* [What this task involves]
Rescale everything in the records from the line containing "stacked stone slab in the image." down to the line containing "[183,111,613,296]", both ends included. Write out each of those lines again, keep the text lines unchanged, and multiply every bounding-box coordinate by 1.75, rounding to whole numbers with halves rounded up.
━━━━━━━━
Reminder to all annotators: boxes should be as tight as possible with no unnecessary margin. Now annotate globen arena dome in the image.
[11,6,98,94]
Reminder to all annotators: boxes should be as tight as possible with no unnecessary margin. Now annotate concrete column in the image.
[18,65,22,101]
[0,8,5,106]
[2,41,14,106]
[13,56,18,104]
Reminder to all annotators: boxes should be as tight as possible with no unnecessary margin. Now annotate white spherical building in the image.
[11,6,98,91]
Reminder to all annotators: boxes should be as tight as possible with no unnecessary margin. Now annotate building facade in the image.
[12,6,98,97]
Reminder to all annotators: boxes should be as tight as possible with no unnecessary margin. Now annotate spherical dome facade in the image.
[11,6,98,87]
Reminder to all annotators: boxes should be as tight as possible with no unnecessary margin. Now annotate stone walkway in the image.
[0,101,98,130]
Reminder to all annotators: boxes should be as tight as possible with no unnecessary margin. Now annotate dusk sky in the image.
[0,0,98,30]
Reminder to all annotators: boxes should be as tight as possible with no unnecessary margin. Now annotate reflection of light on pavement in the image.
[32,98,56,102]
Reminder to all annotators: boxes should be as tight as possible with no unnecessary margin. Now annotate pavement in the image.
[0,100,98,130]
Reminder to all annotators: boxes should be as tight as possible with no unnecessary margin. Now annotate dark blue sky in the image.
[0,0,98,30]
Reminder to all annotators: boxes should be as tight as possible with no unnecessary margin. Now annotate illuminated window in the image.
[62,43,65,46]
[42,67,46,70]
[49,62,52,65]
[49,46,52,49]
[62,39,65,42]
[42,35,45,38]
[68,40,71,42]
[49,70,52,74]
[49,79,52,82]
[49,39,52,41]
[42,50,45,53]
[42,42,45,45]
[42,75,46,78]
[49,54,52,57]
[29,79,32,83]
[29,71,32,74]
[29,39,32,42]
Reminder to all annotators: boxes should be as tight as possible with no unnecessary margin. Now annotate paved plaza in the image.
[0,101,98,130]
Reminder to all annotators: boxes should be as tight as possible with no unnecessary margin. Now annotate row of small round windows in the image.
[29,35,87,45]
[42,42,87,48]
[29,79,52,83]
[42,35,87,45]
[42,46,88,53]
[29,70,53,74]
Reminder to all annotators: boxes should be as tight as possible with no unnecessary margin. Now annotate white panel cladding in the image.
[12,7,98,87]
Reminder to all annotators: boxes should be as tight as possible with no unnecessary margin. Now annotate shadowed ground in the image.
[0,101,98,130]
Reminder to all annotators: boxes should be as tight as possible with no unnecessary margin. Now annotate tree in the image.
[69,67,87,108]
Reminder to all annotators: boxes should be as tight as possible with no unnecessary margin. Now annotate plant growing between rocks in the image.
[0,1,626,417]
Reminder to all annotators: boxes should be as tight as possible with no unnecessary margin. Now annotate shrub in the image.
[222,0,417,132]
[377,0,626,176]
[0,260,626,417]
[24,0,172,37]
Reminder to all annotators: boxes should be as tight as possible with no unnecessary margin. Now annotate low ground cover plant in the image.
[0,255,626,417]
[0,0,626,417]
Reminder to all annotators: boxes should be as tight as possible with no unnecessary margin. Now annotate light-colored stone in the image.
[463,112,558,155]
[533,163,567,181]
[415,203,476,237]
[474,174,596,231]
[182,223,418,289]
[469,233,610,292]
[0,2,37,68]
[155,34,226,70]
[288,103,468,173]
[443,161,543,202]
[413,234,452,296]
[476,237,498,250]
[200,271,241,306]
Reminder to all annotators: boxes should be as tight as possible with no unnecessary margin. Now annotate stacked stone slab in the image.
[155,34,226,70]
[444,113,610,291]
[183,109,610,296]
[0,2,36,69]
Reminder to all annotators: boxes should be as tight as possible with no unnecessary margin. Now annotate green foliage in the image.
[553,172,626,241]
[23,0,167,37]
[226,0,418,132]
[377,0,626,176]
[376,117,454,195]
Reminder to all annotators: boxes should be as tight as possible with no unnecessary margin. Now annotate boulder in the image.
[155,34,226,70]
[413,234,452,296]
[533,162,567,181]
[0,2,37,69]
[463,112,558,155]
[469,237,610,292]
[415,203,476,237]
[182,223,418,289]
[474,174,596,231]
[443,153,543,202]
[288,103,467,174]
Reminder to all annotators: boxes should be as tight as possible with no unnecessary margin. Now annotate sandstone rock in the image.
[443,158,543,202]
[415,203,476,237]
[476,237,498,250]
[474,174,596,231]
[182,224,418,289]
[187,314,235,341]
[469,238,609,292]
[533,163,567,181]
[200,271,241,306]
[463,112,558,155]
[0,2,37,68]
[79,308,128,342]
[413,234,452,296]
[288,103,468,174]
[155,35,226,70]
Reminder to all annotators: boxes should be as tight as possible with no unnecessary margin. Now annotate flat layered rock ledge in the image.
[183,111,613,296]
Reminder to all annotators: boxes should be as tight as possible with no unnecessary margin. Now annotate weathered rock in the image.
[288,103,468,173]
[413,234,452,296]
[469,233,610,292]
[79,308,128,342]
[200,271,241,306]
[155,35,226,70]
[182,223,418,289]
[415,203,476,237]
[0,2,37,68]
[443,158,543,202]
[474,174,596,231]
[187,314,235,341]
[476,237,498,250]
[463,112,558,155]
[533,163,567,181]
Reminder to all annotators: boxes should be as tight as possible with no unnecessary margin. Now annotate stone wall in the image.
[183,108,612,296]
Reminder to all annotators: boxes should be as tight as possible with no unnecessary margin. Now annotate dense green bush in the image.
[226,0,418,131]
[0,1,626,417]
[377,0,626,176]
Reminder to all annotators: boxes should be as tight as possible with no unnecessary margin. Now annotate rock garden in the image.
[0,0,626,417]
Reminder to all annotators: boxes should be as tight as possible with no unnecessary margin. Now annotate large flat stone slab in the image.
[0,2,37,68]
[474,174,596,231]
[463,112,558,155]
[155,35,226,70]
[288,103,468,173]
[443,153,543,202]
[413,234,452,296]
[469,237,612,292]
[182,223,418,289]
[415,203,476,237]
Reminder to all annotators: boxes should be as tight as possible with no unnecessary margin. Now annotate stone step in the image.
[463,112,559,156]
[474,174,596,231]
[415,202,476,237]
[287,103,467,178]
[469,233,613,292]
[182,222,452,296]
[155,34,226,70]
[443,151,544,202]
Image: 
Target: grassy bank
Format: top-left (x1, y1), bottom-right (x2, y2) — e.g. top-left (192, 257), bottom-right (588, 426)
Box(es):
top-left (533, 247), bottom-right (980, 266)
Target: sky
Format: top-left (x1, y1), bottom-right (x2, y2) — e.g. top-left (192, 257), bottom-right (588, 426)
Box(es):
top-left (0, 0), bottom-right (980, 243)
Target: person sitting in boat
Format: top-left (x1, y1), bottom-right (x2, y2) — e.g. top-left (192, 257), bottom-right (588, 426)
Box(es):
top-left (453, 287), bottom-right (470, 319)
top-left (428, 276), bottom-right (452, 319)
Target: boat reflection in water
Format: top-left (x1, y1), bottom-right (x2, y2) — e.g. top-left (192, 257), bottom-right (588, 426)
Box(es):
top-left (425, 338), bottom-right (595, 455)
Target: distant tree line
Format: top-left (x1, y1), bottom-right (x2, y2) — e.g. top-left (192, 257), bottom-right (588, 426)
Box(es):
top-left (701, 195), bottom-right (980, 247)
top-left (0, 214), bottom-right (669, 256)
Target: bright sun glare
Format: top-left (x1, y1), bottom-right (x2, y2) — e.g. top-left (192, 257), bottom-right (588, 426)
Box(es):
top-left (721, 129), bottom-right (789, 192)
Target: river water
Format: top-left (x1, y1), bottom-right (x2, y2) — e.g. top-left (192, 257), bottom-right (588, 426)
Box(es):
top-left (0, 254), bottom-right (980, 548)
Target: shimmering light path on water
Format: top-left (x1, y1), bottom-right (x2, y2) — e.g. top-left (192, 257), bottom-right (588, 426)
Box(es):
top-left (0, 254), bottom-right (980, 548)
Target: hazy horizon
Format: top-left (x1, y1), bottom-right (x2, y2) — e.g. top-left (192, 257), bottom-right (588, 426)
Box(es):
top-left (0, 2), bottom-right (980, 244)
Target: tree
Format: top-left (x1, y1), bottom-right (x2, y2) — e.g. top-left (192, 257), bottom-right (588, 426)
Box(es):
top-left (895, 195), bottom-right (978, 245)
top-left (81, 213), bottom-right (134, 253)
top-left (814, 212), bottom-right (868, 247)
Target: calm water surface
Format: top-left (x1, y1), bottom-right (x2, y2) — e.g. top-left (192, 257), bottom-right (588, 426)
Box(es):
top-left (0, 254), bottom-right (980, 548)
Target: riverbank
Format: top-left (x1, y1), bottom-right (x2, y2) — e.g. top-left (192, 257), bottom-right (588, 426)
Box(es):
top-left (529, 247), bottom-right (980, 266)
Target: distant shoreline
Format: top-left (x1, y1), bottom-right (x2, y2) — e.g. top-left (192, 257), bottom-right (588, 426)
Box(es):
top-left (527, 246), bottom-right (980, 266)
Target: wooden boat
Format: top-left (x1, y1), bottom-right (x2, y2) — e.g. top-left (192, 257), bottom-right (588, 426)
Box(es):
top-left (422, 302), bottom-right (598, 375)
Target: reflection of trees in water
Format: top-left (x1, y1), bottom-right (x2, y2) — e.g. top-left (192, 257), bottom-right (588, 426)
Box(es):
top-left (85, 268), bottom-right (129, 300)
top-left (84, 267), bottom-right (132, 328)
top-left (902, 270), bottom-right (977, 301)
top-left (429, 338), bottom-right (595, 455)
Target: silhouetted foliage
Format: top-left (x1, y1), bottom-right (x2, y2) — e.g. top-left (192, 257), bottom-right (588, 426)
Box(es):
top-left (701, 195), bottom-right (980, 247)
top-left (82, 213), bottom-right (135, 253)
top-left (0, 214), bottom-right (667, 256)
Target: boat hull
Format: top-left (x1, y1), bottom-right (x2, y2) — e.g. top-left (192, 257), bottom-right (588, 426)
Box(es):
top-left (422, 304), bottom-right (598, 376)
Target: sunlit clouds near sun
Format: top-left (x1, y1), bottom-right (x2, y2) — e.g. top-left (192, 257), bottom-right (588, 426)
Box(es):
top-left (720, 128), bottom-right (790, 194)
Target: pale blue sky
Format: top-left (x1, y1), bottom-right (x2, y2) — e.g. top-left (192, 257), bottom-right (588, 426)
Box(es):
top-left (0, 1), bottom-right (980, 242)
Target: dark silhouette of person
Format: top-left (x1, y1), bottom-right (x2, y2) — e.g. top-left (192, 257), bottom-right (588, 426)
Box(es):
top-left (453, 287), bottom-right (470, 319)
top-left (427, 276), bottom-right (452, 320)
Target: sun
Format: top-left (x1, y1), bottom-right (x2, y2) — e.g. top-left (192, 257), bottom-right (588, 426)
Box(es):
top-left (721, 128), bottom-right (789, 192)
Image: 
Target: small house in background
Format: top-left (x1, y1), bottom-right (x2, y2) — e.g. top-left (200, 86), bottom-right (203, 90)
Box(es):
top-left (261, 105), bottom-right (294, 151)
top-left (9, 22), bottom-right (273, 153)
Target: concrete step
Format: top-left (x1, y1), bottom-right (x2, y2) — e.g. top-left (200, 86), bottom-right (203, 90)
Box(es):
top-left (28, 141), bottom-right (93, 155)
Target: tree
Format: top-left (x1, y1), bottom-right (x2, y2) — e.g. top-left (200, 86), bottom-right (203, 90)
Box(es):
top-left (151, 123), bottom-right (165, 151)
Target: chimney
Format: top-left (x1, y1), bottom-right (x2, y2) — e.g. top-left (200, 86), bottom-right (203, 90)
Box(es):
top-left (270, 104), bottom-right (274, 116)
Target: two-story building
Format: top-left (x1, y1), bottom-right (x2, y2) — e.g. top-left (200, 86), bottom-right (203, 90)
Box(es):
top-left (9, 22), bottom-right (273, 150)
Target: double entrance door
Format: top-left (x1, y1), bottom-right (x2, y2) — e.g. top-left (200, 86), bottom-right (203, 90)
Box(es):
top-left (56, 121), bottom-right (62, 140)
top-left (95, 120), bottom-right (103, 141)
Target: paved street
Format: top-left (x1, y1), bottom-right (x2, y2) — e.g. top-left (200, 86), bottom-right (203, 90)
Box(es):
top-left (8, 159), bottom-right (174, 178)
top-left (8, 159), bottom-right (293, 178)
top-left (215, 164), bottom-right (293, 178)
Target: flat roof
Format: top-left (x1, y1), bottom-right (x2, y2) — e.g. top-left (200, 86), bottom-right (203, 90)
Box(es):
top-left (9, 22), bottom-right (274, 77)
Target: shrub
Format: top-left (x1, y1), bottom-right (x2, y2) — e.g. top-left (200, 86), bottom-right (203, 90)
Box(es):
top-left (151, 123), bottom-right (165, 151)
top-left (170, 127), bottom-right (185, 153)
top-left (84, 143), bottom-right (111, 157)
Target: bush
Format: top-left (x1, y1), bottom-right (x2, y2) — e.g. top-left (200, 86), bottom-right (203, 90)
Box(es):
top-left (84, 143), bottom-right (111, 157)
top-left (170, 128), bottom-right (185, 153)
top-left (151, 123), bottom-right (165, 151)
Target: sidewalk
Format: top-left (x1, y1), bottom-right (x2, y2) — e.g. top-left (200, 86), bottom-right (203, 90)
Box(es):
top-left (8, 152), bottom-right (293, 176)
━━━━━━━━
* [Finished exercise]
Reminder to all annotators: boxes should be as tight as possible with no unnecessary margin. Now annotate stacked stone slab in the image.
[271,60,396,123]
[777,198,1068,509]
[320,191,1068,518]
[0,4,63,121]
Reminder to all annotators: boxes should be as tight as possible with no unnecessary margin. Now annotate green foliage in the image.
[968,301,1096,422]
[40,0,292,65]
[396,0,732,231]
[660,0,1096,308]
[658,205,795,341]
Reminder to all annotators: boxes should be as tight as possible with no unnecessary margin. Now annotate boulder in the image.
[271,60,396,123]
[723,410,791,518]
[933,284,992,317]
[0,4,65,121]
[810,196,977,271]
[821,415,1068,511]
[726,355,833,415]
[319,390,732,506]
[830,305,1043,404]
[775,268,950,354]
[504,180,817,305]
Reminder to all annotators: boxes should be as tight as possible with no unnecessary margin. Now annotate sandstone rock in the image.
[775,277,950,354]
[726,355,833,415]
[833,415,872,438]
[830,305,1043,404]
[319,392,732,506]
[327,550,411,597]
[821,417,1066,511]
[933,285,992,317]
[350,474,422,536]
[810,196,977,271]
[0,4,65,119]
[138,539,224,599]
[723,410,791,518]
[504,180,819,305]
[271,61,396,123]
Reminder to all annotators: boxes should be as tight as possible with no unnecessary margin. Now annotate flat layered rock ledge in the image.
[320,194,1073,518]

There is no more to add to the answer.